Objective
Rescale the material starting with the line containing "Compliance review item #7: evidence of utility" and going on through the line containing "[0, 122, 73, 159]", both included. Reproduce every line in that span with its wording unchanged, multiply each bounding box coordinate by 1.15, and round each result to a whole number, with halves rounding up.

Recorded data
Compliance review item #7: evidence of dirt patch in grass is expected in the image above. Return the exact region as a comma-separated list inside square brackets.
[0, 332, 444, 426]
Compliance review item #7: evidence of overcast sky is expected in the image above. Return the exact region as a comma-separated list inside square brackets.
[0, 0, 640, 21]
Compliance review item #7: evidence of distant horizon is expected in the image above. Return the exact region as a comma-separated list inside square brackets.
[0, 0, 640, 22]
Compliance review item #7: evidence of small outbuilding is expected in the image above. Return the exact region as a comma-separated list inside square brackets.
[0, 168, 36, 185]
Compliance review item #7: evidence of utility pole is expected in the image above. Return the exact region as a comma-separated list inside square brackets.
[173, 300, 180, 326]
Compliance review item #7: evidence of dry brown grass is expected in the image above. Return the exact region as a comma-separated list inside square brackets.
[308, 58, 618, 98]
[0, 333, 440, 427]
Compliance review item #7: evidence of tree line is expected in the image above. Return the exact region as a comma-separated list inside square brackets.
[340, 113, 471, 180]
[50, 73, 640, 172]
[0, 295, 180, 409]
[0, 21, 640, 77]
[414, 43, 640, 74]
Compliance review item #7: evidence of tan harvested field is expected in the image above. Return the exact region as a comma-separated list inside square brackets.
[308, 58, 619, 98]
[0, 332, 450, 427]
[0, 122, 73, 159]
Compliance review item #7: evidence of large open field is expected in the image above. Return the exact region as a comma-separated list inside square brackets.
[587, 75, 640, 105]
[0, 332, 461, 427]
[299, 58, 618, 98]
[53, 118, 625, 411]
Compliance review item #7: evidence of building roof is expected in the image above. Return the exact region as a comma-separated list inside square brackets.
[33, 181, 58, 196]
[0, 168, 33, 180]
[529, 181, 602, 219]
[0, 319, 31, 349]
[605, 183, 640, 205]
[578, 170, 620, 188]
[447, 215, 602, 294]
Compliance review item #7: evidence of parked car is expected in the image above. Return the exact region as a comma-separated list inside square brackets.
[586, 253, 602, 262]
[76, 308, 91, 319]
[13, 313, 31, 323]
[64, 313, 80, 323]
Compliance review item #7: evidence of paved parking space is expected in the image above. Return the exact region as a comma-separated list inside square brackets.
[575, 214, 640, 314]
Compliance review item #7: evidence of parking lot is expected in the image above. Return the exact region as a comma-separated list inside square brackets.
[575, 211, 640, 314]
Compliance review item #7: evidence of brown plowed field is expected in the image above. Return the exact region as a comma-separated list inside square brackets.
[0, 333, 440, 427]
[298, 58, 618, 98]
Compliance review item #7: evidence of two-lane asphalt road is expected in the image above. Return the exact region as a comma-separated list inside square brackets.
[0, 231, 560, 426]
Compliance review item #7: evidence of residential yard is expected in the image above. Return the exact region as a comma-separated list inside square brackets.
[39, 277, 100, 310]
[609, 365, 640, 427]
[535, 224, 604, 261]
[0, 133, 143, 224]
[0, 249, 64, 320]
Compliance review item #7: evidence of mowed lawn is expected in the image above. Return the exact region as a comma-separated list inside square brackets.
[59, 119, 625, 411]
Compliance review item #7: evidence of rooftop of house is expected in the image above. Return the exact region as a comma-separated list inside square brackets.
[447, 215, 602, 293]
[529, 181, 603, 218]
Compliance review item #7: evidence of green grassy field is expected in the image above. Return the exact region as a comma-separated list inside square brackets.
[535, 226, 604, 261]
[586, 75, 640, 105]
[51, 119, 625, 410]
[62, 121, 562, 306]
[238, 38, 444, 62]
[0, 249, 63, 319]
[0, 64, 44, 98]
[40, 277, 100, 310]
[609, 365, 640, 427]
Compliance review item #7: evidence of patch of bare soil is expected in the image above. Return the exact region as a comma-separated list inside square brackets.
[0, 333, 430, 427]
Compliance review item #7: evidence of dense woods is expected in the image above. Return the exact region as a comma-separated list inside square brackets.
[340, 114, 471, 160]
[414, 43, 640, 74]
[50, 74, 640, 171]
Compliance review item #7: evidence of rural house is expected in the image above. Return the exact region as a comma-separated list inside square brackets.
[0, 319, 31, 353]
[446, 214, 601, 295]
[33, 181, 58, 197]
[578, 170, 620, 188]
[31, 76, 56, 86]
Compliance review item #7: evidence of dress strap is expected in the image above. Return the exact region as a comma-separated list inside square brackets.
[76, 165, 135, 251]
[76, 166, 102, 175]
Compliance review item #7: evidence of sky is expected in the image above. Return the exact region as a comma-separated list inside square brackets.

Final result
Compliance review item #7: evidence of utility pole is expected in the image above. Return the exact region as a comma-separated list inside square brackets.
[199, 345, 207, 375]
Compliance review item #7: evidence of dry brown grass is expected in the image above. Return the exact region as a comma-separated list inside square brackets.
[354, 67, 711, 113]
[0, 383, 506, 491]
Compliance review item #7: evidence of tree line is expected in the image above. Return the exact region as a comma-separated list inside square brackets.
[391, 130, 542, 207]
[58, 84, 736, 198]
[0, 339, 207, 470]
[0, 24, 736, 89]
[476, 49, 736, 85]
Compliance review item #7: evidence of tan harvested field is expected in the image above. Return the exact region as a comma-separated list inside square brackets.
[354, 67, 712, 113]
[0, 382, 518, 491]
[0, 140, 84, 183]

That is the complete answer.